Dataset content>
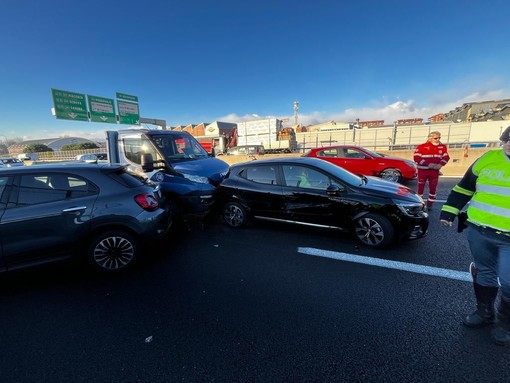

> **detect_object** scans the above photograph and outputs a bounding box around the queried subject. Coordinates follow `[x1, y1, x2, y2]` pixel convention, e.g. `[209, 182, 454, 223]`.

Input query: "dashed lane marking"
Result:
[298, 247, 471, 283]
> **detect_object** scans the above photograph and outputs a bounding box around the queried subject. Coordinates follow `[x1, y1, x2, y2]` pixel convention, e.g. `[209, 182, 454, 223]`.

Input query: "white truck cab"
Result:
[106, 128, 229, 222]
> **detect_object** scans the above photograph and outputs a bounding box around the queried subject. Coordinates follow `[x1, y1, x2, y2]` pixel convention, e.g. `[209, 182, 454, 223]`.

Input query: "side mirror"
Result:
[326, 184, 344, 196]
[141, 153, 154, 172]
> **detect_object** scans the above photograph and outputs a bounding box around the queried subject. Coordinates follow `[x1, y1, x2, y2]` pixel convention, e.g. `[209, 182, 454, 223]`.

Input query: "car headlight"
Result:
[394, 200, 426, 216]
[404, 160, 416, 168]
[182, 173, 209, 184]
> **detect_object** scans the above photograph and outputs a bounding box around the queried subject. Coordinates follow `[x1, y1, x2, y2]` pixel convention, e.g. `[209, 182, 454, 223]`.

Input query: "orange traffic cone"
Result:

What you have to do> Check the entries above for the word "Input" and copy every line where it turns up.

Expected answer>
Input query: "dashed lane marking"
Input query: "white truck cab"
Input query: "side mirror"
Input query: "car headlight"
Input query: "orange traffic cone"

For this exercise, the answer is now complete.